** Problem to solve **
Swap "instance" for "occurrence" in the stretch from the line containing "For each instance of the red" through the end of the rows. Give back only that stretch, with nothing else changed.

** Records for this exercise **
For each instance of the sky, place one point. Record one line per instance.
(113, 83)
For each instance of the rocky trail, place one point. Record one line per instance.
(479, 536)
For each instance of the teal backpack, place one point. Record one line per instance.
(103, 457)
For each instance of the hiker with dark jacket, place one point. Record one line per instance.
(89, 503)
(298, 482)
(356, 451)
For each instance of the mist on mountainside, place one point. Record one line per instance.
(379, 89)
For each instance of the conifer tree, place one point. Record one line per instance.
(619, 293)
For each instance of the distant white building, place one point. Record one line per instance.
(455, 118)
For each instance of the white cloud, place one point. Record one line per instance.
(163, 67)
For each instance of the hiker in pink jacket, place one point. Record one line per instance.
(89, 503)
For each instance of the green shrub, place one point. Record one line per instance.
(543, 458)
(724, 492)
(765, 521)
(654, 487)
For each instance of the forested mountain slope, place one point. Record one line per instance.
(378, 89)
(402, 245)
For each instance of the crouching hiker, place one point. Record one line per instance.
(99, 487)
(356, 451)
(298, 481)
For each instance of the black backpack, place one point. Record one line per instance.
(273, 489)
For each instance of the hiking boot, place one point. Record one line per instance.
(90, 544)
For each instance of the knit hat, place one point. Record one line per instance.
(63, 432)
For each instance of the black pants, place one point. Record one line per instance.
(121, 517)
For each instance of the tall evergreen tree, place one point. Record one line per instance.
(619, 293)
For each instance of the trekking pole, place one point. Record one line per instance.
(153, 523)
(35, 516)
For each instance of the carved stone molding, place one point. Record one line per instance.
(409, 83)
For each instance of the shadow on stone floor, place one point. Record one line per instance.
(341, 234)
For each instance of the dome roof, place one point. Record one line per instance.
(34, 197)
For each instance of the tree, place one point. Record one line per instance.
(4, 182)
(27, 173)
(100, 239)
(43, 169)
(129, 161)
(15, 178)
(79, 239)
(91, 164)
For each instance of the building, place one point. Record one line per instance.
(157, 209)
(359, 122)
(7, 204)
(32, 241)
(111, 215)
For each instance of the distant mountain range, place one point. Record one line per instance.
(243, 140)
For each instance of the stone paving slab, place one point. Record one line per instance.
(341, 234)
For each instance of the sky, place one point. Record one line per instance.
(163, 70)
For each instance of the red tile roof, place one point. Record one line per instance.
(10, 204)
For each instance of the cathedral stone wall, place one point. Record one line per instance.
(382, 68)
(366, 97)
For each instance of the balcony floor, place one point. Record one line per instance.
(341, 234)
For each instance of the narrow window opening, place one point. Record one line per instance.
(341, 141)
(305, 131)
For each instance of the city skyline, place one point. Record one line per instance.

** The answer **
For each occurrence of the red tile roof, place one point. Record one line per occurrence.
(10, 204)
For each occurrence of the cathedral stone wall, place one point. Record one line per occurrence.
(382, 68)
(366, 97)
For each occurrence of the balcony floor, place one point. Record one line per occurrence.
(341, 234)
For each occurrence of the narrow window opening, place one point. Record one line per occurrence.
(341, 141)
(305, 131)
For each occurrence of the city skyline, place one point. Record one line per occurrence.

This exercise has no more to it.